= DIRECTIONS =
1 - In the film review, which actors play the two promoters?
2 - Condense the film review's paragraph beginning "And now, the plot inside the plot" into a shorter version that keeps its main facts.
3 - Write the next part of the film review, picking up after its final sentence.

= TEXT PASSAGE =

And now, the plot inside the plot or the setting; (however you like) The two rather seedy promoters (John Goodman and Jessica Lange) need a star for their benefit show. Apparently, they’re stuck and the last person they think of, or so we’re lead to believe by Jack Fate (Dylan, of course, though in real life Dylan, like anybody, can be and is remarkably insecure for someone of his stature – Christ, I can hear him now, “What is sheeee talkin’ ‘bout maaaan, my ‘sttaaaturreee…..?’) There’s just the one hitch; Jack Fate is in prison. Somehow, they get him instantly released (yes, it doesn’t make sense and the government is so corrupt that it seems unlikely they would just release ole Jack, but hey… suspend your disbelief as you would for any, a –hem, good fiction so you can bloody well do it for Bob Dylan’s film because it’s fun, after all, and worth it just to see the performance of that Dylan gives in his little Western outfits, very Conway Twitty cum Hank Williams – I rather like the silly cowboy get up. It makes sense to me that a man such as Dylan would romanticize cowboys and the Wild Wild West (does Hibbing< Minnesota count as the wild wild west? Did it ever? That’s where Dylan is from….) The viewer, having now seen all of the corruption and sleaze, has little doubt that Jack Fate is in jail for reasons that are totally unfair and corrupt, and because he is, as Goodman says of Fate when booking him for the “benefit concert” – “the real leader of The Revolution, ” with open arms to the homeless, drunks, the underworld and the American underworld. In other words, Give me your poor… & etc. We know Jack Fate is a good guy. He may not be our Hope – maybe he cannot be our hope, maybe he sees too much, too much that isn’t good to be hope; but he can be our Fate. He knows where we are headed and makes no bones about it.

= STORED DATA =
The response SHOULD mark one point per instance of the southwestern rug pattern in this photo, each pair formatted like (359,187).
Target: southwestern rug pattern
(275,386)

= EXERCISE RESPONSES =
1 - John Goodman and Jessica Lange.

2 - Two seedy promoters, played by John Goodman and Jessica Lange, need a star for their benefit show. The last person they think of is Jack Fate, played by Dylan, who is in prison. They somehow get him released at once. The reviewer admits this makes little sense but urges viewers to suspend disbelief for the fun of the film and for Dylan's performance in his Western outfits, which recall Conway Twitty and Hank Williams and which the reviewer likes. Having seen the surrounding corruption, the viewer assumes Fate was jailed unfairly. Goodman calls him "the real leader of The Revolution," who welcomes the homeless, drunks and the underworld. Fate is a good guy who may not be our hope but can be our fate, since he knows where we are headed.

3 -
John Goodman figures they have booked The Legend Jack Fate, though it’s an interesting way to put it, since Dylan himself has so often denied or shirked off the role of Prophet or Legend and the like, preferring instead to say publicly or defer and say he keeps a low profile. That said, there can be no denying that no matter what he may have said or say, Dylan has courted the myth of who he is as much as he has denied and hated it at times (and I believe he has genuinely hated it).
Giovanni Ribisi is a Jack’s train-mate and fellow traveler as he makes his way from jail to the show where he’ll perform. Ribisi, looking the part he does so well (what does he look like in real life, I wonder), which is strung out looking, clammy, those beautiful hazel eyes bulging out of his head in that googly way he does. He fills Jack in – what the world is like. “Violence is the only thing they know…” Ribisi tells him nervously. “It’s the only tool in their box…” But are these rebels? The government? Are rebels and the government one and the same, like a sort of corrupt republic, which we can safely assume this is.
What we find out, and this is most interesting of all, is that El Presidente, the leader of this whole mess of homelessness and junkies and hookers and corruption and a government that senselessly shoots people (as Ribisi will be for confronting the masked rebels using his “tool” which we don’t see, so I’m assuming he means or meant his brain or some such thing or logic. Anyway, something abstract and intangible. Needless to say, this is no match for the automatic weapons of the hooded men outside the bus at the checkpoint. Ribisi is gunned down, plastered with bullet holes.
Jack arrives at his destination and meets joker John Goodman who he refers to as “Sweetheart” since Goodman takes a rather condescending attitude toward him from the beginning anyway, calling Jack a “skinny thing:” and “no more than bones” with the “jail pale” and so on. Obviously, though a promoter, Goodman is just doing his job and has booked the legend but is no fan. Not really.
Dylan calls Luke Wilson – a bartender who is full of such lines, as he says to one thirsty customer who wants a drink and says My glass is empty. Wilson answers, “The glass is always half empty.”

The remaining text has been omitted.